» EXERCISE
Your answer must match the entries below word for word.

Saved data entries
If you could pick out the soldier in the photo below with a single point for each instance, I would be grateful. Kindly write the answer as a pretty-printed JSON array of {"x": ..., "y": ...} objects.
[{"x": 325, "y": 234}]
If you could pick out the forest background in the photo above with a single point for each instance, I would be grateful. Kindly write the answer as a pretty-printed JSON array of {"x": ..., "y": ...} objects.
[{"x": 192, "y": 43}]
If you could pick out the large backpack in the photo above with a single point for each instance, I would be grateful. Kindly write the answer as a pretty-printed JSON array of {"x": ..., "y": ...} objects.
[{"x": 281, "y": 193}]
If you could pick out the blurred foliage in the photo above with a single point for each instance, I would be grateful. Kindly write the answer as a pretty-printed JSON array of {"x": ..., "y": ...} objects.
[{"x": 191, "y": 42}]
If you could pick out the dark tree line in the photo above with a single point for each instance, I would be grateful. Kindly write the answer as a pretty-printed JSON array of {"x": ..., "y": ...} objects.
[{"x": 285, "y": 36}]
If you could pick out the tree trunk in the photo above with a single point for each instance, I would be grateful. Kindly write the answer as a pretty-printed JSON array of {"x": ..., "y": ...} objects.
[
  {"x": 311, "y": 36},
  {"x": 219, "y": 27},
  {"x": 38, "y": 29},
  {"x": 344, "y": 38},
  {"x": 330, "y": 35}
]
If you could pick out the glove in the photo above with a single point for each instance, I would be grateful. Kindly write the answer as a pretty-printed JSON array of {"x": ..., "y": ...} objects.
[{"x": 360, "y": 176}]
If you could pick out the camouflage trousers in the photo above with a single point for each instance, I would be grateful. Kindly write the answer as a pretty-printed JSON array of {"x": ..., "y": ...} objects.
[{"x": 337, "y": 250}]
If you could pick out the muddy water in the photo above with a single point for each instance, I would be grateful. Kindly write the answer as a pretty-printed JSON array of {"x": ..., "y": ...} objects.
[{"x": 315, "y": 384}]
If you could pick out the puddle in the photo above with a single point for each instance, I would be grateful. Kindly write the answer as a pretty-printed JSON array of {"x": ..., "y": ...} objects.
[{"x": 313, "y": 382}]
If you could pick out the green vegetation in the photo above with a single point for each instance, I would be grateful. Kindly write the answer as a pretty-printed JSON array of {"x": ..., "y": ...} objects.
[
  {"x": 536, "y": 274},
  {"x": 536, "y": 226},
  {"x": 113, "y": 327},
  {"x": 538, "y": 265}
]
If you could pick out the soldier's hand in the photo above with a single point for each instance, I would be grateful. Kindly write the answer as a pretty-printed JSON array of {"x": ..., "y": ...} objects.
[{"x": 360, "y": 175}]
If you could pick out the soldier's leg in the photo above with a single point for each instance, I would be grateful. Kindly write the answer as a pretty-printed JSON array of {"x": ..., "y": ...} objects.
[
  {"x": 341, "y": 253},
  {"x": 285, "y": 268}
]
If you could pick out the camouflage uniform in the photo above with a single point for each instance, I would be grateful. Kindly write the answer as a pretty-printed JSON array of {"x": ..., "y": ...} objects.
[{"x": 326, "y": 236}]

» TASK SOLUTION
If you could pick out the soldier in the photo below with a single point for each instance, I would be grateful. Kindly write the answer as a pretty-printed JSON array of {"x": ..., "y": ...} objects.
[{"x": 325, "y": 234}]
If you could pick out the forest background in the photo above with a single point for each instance, I would be grateful. Kindly write the answer as a pretty-printed JSON array of {"x": ..., "y": ...} objects.
[{"x": 192, "y": 43}]
If you could pick out the large backpack in the photo above with a single point for each instance, I would be grateful. Kindly write the answer as a pretty-printed JSON array of {"x": ..., "y": ...} objects.
[{"x": 281, "y": 193}]
If you could pick out the blurred foliage in the photo above with a single point for each instance, I would be grateful. Kindly write the answer as a pretty-printed JSON array of {"x": ..., "y": ...} objects.
[{"x": 191, "y": 42}]
If you could pick out the dark tree line in the photo above with a single point for each instance, I would be grateful. Kindly write the answer as a pretty-printed JSON array of {"x": ..., "y": ...} objects.
[{"x": 285, "y": 36}]
If you could pick out the tree trunk in the photo above with a single point for each instance, I would be grateful. Kindly write the answer as a pretty-printed JSON array of {"x": ..., "y": ...} objects.
[
  {"x": 311, "y": 36},
  {"x": 219, "y": 27},
  {"x": 38, "y": 29},
  {"x": 344, "y": 38},
  {"x": 330, "y": 35}
]
If you could pick out the glove in the photo above with a single point for each instance, I would be grateful. Kindly write the answer as a pretty-printed JSON array of {"x": ..., "y": ...} objects.
[{"x": 360, "y": 176}]
If you could pick out the camouflage trousers in the photo above with a single point for each instance, I would be grateful. Kindly write the answer as a pretty-printed JSON array of {"x": ..., "y": ...} objects.
[{"x": 337, "y": 250}]
If you could pick out the muddy water in the photo above with a single point for each instance, I would be grateful. Kindly write the answer as a pretty-printed JSON array of {"x": ..., "y": ...} objects.
[{"x": 315, "y": 384}]
If you could pick out the puddle in the photo above with a single point for each instance, I would be grateful. Kindly write the answer as a pretty-printed JSON array of {"x": ..., "y": ...} objects.
[{"x": 313, "y": 382}]
If you could pick out the green vegetation in the photo above with a single point for each instance, I would be grateful. Kindly write the answer as a pretty-printed JSON array of {"x": ..., "y": ...} objects.
[
  {"x": 536, "y": 274},
  {"x": 536, "y": 226},
  {"x": 113, "y": 327},
  {"x": 538, "y": 265}
]
If you could pick out the soldier's hand in the photo above with a single point for each instance, I would be grateful. Kindly write the answer as a pretty-printed JSON array of {"x": ..., "y": ...} objects.
[{"x": 360, "y": 175}]
If you could pick out the soldier's leg in the photo above with a single point for each instance, I would be grateful. Kindly write the answer as a pretty-printed JSON array of {"x": ..., "y": ...} objects.
[
  {"x": 341, "y": 253},
  {"x": 285, "y": 268}
]
If you could pick out the camouflage uniform in the photo above with a single point for each instance, I would be grateful. Kindly write the answer as a pretty-printed JSON array of {"x": ..., "y": ...} objects.
[{"x": 326, "y": 236}]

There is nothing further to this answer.